What you need to do
Go to the line holding "Note: in this drill the class marks the long" in the entries below and write out exactly every line down to and including the line holding "Note: in this drill the class marks the mossy".

Exercise inputs
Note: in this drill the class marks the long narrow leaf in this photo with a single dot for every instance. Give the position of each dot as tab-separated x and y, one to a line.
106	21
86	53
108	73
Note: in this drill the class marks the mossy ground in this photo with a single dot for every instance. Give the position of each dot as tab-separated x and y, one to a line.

...

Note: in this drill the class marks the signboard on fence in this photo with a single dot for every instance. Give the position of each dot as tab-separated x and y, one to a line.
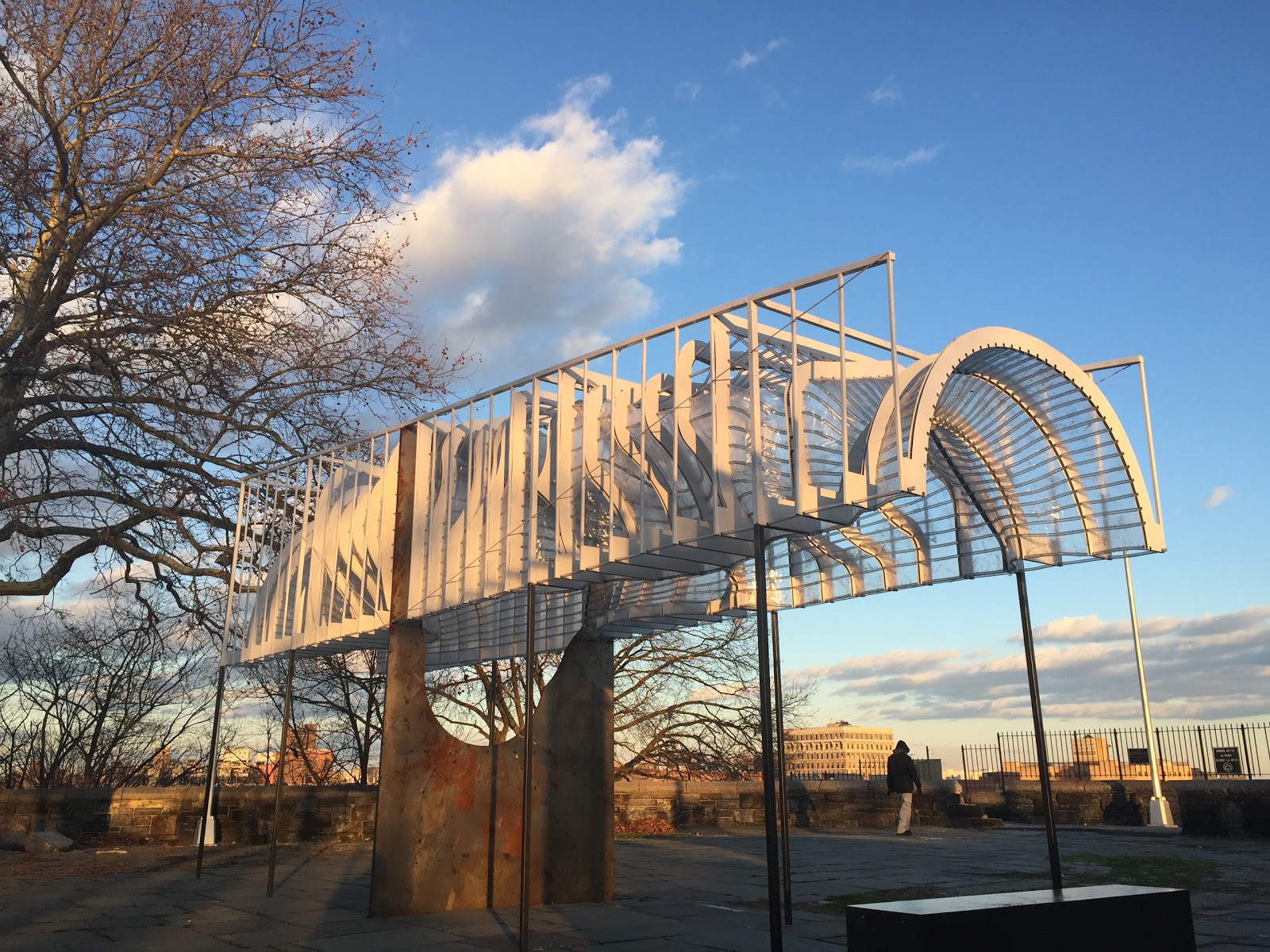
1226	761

Answer for this exercise
Note: in this drill the class marks the long narrow leaf in this photo with a single dot for every instance. Give the position of each dot as tab-separated x and y, one to a line.
106	21
86	53
108	73
Note: in this drill the class marks the mossy ground in this photo with a single dot for every instance. Give the position of each dot as tab-separated x and y, one to a line.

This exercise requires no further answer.